## DATA PROVIDED
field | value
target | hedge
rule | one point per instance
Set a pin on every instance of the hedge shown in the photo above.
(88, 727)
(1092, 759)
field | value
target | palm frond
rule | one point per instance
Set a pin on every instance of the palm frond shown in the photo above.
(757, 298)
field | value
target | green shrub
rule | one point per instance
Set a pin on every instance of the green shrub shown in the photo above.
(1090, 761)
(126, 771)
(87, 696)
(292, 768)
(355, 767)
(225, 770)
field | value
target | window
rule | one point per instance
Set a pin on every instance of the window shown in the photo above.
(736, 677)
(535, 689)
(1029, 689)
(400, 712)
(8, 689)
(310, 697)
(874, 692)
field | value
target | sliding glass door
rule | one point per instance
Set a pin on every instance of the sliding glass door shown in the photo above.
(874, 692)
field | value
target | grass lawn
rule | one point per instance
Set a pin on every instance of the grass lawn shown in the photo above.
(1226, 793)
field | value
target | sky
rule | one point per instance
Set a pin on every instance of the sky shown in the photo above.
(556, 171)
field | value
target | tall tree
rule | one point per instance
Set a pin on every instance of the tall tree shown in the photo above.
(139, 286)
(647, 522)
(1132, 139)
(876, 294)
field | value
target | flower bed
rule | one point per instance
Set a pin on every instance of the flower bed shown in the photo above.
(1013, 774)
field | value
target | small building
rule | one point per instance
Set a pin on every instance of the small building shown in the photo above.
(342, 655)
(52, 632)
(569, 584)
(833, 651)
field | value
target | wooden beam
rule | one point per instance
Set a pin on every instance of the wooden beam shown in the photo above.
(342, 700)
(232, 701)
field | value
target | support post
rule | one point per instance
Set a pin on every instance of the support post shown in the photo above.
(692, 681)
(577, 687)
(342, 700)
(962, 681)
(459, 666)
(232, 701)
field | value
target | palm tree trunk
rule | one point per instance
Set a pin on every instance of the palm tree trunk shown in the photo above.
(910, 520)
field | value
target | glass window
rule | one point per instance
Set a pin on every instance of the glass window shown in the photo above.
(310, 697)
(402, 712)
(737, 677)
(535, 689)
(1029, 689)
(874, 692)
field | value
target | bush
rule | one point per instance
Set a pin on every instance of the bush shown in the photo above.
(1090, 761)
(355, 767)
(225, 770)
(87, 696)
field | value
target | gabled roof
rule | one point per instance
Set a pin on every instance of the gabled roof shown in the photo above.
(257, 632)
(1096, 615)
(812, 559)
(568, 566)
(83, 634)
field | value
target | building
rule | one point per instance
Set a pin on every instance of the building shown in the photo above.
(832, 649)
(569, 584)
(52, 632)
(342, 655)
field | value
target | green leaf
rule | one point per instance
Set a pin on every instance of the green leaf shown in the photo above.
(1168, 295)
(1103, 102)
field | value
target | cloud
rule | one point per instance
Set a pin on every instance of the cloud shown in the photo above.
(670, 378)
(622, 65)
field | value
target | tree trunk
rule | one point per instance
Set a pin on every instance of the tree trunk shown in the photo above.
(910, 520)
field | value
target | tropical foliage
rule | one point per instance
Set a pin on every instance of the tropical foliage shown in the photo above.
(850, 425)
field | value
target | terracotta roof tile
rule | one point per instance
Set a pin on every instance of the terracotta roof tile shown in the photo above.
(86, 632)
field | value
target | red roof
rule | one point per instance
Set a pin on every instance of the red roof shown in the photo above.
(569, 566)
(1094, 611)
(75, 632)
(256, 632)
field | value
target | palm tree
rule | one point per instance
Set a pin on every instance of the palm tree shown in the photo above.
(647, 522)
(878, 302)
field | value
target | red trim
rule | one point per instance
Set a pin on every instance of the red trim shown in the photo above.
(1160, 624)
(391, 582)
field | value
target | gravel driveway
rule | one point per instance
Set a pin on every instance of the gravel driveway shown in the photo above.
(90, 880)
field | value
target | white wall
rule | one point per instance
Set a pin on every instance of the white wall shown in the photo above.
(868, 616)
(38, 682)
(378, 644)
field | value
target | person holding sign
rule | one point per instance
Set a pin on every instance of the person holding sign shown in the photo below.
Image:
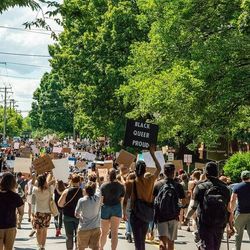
(68, 202)
(41, 196)
(11, 200)
(140, 191)
(111, 212)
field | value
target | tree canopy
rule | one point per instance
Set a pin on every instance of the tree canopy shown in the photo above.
(182, 64)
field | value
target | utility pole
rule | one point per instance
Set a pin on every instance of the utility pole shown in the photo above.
(6, 91)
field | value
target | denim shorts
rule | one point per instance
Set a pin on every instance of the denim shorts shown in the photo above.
(109, 211)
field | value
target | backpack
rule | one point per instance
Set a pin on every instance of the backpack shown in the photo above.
(214, 211)
(20, 191)
(166, 204)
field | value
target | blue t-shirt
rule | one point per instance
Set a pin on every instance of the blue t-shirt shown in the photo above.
(242, 190)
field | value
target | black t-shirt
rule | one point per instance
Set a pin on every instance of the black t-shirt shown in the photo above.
(202, 187)
(9, 202)
(242, 190)
(112, 193)
(73, 195)
(178, 187)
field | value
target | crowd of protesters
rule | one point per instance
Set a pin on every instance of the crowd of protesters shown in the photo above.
(90, 209)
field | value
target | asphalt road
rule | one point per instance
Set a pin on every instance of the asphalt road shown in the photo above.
(184, 241)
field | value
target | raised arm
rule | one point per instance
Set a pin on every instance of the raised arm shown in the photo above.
(157, 164)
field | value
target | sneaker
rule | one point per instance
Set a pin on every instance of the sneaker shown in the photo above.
(129, 238)
(196, 236)
(32, 233)
(58, 232)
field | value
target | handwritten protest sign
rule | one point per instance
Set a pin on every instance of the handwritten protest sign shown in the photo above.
(43, 164)
(61, 170)
(35, 150)
(25, 152)
(140, 134)
(22, 165)
(57, 150)
(16, 145)
(199, 165)
(80, 164)
(178, 164)
(103, 172)
(125, 158)
(66, 150)
(108, 164)
(159, 156)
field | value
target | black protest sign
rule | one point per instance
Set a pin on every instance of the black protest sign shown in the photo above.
(140, 134)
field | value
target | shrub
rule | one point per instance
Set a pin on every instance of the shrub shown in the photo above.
(236, 164)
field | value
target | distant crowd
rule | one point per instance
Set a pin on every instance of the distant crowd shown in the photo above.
(91, 207)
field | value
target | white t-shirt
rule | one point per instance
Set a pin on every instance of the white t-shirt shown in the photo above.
(41, 199)
(89, 211)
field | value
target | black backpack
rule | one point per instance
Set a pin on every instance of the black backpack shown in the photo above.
(166, 204)
(214, 211)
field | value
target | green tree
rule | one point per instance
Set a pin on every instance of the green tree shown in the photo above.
(236, 164)
(5, 4)
(88, 59)
(192, 76)
(48, 111)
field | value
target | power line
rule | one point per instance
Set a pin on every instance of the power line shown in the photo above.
(24, 64)
(20, 29)
(21, 77)
(20, 54)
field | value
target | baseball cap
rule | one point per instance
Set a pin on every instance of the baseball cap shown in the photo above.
(245, 174)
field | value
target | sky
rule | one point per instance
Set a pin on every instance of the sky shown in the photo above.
(23, 79)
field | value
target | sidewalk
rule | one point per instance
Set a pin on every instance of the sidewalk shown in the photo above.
(185, 240)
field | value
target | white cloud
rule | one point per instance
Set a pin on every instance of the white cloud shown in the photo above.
(26, 43)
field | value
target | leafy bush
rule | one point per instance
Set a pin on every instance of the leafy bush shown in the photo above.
(236, 164)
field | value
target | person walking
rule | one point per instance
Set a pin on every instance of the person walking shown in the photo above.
(88, 212)
(211, 198)
(167, 195)
(68, 202)
(140, 192)
(10, 202)
(240, 195)
(41, 209)
(59, 188)
(111, 212)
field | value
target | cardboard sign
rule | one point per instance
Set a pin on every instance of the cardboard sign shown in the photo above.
(148, 160)
(72, 161)
(187, 158)
(140, 134)
(170, 156)
(108, 164)
(35, 150)
(22, 165)
(199, 165)
(57, 150)
(61, 170)
(159, 156)
(178, 164)
(43, 164)
(103, 172)
(10, 163)
(25, 152)
(66, 150)
(88, 156)
(80, 164)
(124, 170)
(125, 158)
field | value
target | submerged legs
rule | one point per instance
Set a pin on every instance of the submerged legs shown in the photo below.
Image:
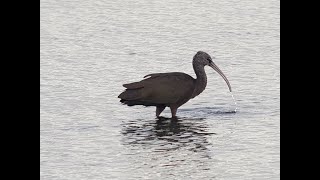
(159, 110)
(173, 111)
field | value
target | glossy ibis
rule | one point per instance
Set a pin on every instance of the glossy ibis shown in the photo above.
(170, 89)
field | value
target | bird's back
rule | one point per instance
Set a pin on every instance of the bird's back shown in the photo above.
(160, 89)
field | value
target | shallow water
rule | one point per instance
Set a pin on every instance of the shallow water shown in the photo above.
(88, 49)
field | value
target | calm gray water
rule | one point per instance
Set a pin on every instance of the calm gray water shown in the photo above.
(88, 49)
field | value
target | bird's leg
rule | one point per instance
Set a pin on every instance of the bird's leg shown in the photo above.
(173, 111)
(159, 110)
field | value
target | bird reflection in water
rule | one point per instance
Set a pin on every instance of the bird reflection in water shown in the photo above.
(167, 134)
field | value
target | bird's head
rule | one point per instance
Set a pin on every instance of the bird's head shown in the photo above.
(204, 59)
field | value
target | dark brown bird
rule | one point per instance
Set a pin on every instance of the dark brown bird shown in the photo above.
(170, 89)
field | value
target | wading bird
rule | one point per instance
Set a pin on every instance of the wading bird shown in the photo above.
(170, 89)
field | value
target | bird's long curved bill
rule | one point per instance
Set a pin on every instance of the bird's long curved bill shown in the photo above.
(215, 67)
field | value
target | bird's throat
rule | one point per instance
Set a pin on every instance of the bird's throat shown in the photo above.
(201, 81)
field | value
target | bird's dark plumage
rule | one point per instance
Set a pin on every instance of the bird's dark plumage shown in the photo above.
(169, 89)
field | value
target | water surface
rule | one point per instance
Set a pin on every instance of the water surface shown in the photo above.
(88, 49)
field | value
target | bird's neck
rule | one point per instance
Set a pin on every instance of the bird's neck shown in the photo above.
(201, 81)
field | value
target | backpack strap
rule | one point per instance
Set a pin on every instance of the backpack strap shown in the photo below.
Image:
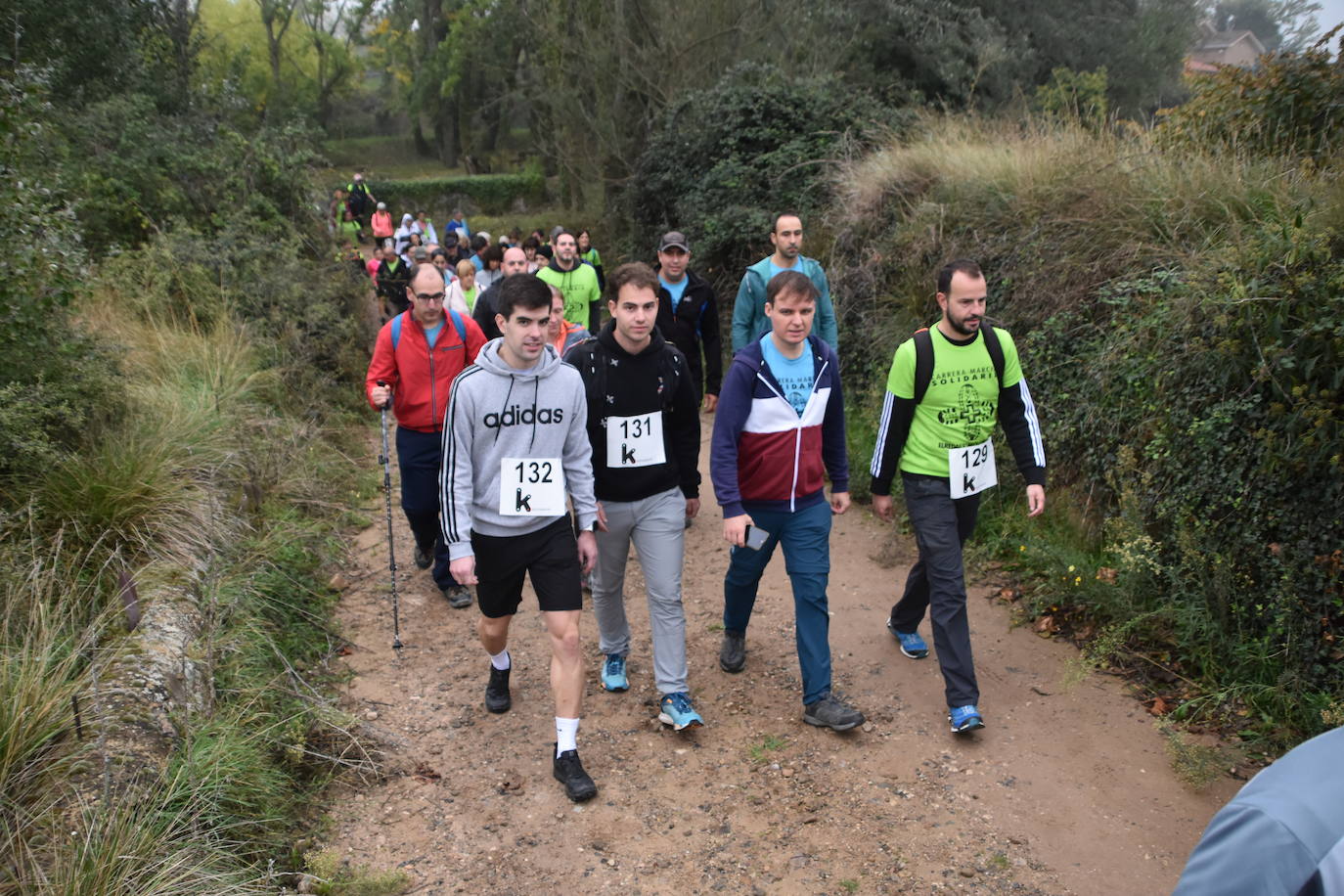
(923, 362)
(457, 324)
(923, 357)
(996, 351)
(460, 327)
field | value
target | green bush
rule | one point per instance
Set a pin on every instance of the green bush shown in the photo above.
(1287, 105)
(491, 194)
(723, 161)
(1182, 326)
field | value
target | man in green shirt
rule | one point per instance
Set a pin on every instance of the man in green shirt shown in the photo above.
(577, 281)
(948, 385)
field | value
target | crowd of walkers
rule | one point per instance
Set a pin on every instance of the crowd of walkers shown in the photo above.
(539, 439)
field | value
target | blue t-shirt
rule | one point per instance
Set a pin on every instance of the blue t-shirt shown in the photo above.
(776, 269)
(675, 291)
(793, 374)
(431, 334)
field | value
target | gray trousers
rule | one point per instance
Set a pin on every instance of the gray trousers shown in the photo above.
(937, 582)
(657, 528)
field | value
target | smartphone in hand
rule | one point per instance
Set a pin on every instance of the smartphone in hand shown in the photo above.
(755, 538)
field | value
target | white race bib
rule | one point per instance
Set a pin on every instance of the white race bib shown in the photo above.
(972, 469)
(635, 441)
(531, 486)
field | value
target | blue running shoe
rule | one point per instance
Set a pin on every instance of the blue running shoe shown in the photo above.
(613, 673)
(675, 709)
(912, 644)
(965, 719)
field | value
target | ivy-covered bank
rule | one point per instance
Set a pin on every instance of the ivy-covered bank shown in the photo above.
(1179, 304)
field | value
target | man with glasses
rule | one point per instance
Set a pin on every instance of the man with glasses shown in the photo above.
(417, 355)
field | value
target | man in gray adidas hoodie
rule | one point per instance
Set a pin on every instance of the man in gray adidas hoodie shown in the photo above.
(515, 448)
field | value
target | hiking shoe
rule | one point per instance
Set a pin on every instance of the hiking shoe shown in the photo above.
(613, 673)
(496, 692)
(912, 644)
(675, 709)
(733, 653)
(568, 771)
(830, 713)
(965, 719)
(459, 596)
(423, 559)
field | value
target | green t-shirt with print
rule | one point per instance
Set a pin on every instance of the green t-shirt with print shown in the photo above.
(962, 405)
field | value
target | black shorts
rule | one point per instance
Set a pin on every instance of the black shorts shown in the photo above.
(550, 557)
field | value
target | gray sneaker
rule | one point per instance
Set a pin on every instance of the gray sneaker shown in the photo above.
(733, 654)
(830, 713)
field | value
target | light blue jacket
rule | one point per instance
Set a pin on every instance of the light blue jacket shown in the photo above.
(1281, 834)
(749, 319)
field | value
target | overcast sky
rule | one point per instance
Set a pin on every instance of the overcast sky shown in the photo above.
(1330, 14)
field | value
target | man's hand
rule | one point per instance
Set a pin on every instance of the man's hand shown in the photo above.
(464, 569)
(736, 529)
(588, 551)
(1035, 500)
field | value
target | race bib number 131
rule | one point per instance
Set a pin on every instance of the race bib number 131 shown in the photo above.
(635, 441)
(531, 486)
(972, 469)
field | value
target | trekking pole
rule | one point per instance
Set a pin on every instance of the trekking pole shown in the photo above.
(386, 460)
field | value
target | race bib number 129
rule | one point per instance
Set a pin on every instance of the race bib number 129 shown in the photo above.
(531, 486)
(972, 469)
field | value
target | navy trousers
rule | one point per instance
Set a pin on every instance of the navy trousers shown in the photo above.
(420, 457)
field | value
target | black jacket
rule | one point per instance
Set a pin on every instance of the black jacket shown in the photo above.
(622, 384)
(693, 324)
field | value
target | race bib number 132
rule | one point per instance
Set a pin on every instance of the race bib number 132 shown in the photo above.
(531, 486)
(970, 470)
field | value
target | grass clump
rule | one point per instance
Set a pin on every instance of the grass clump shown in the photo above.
(761, 751)
(336, 877)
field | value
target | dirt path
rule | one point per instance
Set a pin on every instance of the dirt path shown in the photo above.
(1064, 791)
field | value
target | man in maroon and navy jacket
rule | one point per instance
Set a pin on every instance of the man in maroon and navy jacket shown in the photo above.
(779, 432)
(417, 355)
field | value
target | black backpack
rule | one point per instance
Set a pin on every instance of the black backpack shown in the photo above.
(923, 357)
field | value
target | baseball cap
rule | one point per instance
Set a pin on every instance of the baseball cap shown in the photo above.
(674, 238)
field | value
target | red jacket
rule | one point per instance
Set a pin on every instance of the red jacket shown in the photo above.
(421, 379)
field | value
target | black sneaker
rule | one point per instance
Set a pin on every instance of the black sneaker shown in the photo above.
(733, 653)
(457, 596)
(830, 713)
(568, 771)
(496, 692)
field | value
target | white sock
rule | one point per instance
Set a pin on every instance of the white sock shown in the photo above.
(566, 735)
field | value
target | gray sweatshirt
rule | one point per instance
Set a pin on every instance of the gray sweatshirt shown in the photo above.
(528, 417)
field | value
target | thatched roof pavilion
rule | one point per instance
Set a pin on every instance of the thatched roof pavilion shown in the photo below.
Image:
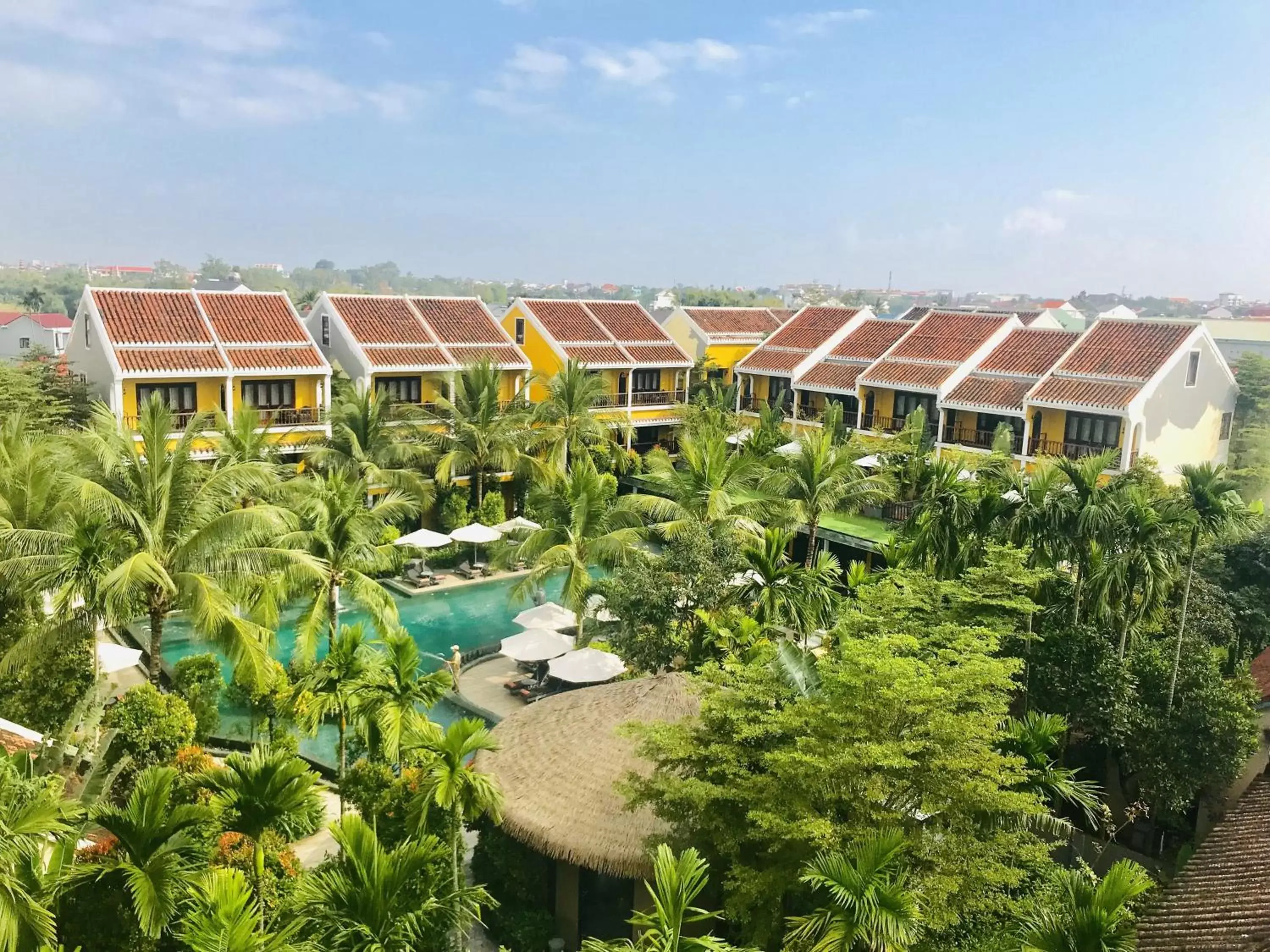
(559, 761)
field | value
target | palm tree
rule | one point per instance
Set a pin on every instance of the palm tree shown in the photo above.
(31, 815)
(564, 426)
(371, 898)
(674, 924)
(381, 442)
(258, 792)
(347, 541)
(821, 479)
(393, 697)
(1091, 918)
(331, 688)
(710, 484)
(870, 903)
(480, 438)
(464, 794)
(157, 850)
(784, 592)
(226, 918)
(1035, 737)
(185, 541)
(1213, 508)
(583, 525)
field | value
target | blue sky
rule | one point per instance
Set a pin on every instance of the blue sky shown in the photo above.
(972, 145)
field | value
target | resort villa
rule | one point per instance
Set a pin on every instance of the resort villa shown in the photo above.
(1143, 386)
(646, 372)
(412, 348)
(202, 352)
(721, 337)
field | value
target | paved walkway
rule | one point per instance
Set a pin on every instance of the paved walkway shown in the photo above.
(482, 683)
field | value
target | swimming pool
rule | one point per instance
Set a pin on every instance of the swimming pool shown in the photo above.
(469, 616)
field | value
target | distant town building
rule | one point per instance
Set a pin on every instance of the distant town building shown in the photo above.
(21, 334)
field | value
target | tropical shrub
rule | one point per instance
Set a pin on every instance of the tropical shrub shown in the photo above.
(199, 681)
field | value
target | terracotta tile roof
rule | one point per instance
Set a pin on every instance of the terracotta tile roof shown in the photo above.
(380, 320)
(657, 355)
(267, 358)
(907, 375)
(764, 360)
(727, 322)
(162, 360)
(997, 393)
(1029, 352)
(1084, 393)
(1260, 671)
(832, 376)
(1127, 349)
(1221, 900)
(567, 320)
(596, 353)
(428, 356)
(459, 320)
(627, 320)
(812, 327)
(949, 336)
(503, 355)
(152, 316)
(870, 339)
(252, 319)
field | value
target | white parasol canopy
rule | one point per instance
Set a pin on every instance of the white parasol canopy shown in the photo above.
(517, 523)
(112, 658)
(536, 645)
(477, 534)
(587, 666)
(549, 615)
(423, 539)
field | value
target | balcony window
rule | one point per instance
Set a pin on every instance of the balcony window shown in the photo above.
(646, 381)
(181, 398)
(1090, 431)
(270, 394)
(402, 390)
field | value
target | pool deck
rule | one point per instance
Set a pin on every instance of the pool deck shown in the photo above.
(480, 686)
(446, 579)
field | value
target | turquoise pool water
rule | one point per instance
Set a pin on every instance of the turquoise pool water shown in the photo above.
(469, 616)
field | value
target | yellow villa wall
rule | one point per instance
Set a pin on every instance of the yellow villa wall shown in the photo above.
(543, 358)
(209, 391)
(726, 356)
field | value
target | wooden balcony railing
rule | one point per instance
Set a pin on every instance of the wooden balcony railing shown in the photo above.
(1041, 446)
(982, 440)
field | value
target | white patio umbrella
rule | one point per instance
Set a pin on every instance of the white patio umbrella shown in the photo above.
(478, 535)
(536, 645)
(112, 658)
(587, 666)
(517, 523)
(423, 539)
(549, 615)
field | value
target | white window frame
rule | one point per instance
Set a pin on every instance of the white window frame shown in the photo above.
(1193, 356)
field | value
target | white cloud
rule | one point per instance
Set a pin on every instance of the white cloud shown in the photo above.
(1034, 220)
(220, 26)
(46, 96)
(816, 25)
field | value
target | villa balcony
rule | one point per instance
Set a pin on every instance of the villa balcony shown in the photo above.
(1041, 446)
(980, 440)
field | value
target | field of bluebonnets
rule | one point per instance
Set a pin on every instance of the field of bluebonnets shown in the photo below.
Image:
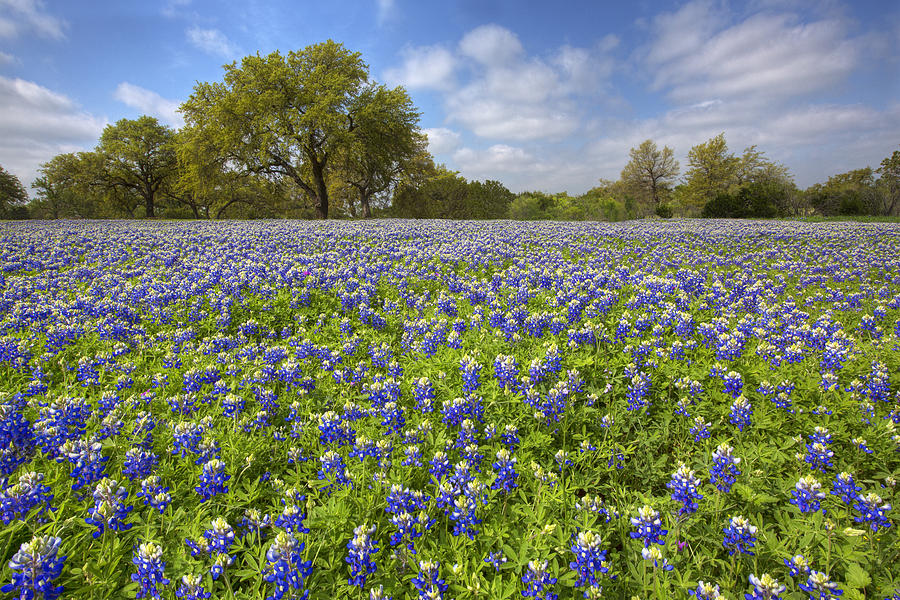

## EXERCISE GOAL
Rewrite the entries from the start through the line containing "(1013, 774)", changing every "Set a pin" to "Place a pin" and leaving everything else as it is.

## PROBLEM SOLUTION
field | value
target | hedge
rule | one point per instance
Place a pin on every instance of the hedge shown in the photo above.
(88, 727)
(1092, 759)
field | value
target | palm frond
rule | one point per instance
Place a pin on every instance of the palm frond shown in the photo above.
(757, 298)
field | value
target | green shrub
rule | one point per instance
Place a pin on every instance of the green shrub shown in the photo above.
(1090, 761)
(126, 771)
(87, 696)
(292, 768)
(355, 767)
(225, 770)
field | value
target | window
rule | one point per instance
Place a pin on every instance of the window shown in the photo above.
(736, 677)
(535, 689)
(1029, 689)
(400, 712)
(8, 689)
(310, 697)
(874, 692)
field | value
target | sliding glass door
rule | one point per instance
Place a pin on every instance of the sliding glass door shown in the photo above.
(874, 692)
field | value
target | grass lawn
rule | one point per instance
Place a pin on every instance of the grass lawn shown in the photo above.
(1226, 793)
field | value
target | sky
rule | one point per instance
Place a pin on every instance of the sky shown in the photo above.
(556, 171)
field | value
target | tall tree
rule | one point per instance
Place a pin on every instance of the tall tree shown in the photo above.
(139, 286)
(647, 522)
(1132, 139)
(876, 294)
field | value
target | flower bed
rule | one point per instance
Place a pin on every instance of the flower bed shown in the photo above.
(1013, 774)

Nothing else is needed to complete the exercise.